• **Task requirements**:
Filter the records for "exercise" and keep each line that has it.

• **Information given**:

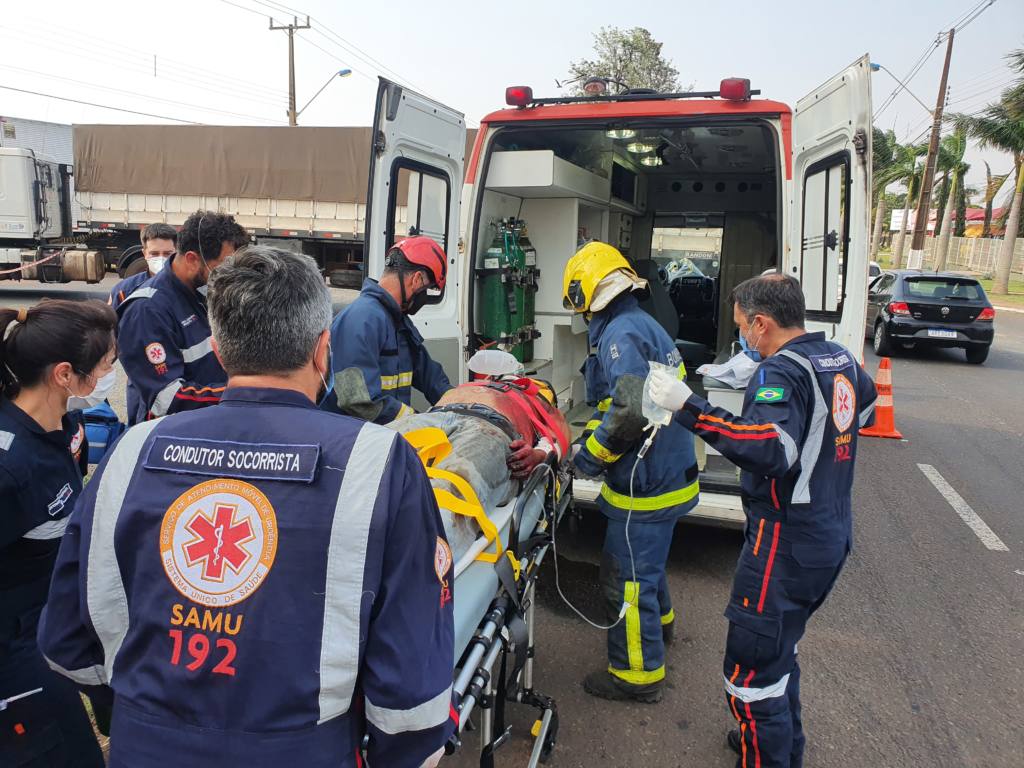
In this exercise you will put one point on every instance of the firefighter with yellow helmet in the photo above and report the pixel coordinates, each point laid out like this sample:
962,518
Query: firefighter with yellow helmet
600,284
...
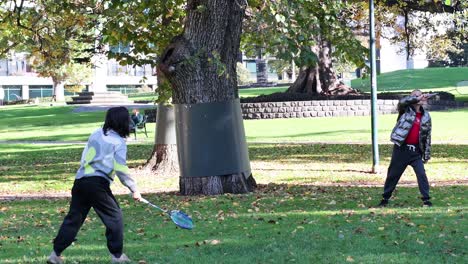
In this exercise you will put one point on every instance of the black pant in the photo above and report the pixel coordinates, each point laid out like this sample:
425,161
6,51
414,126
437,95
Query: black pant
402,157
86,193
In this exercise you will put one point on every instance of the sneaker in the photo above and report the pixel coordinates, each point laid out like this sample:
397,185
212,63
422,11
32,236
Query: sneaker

• **Expected answer**:
In this exercise you will put one point on every instance of the firefighter with yellow helmet in the photo above and report the pixel coordinates, each point laid out like this sample:
In this exercise you will put one point on every instance of the black pant in the photo above and report the pixel coordinates, each point laid out like this sample:
In this exercise you will put one point on every instance of the sneaker in the photo above and report the pixel coordinates, each point laid out like this sample:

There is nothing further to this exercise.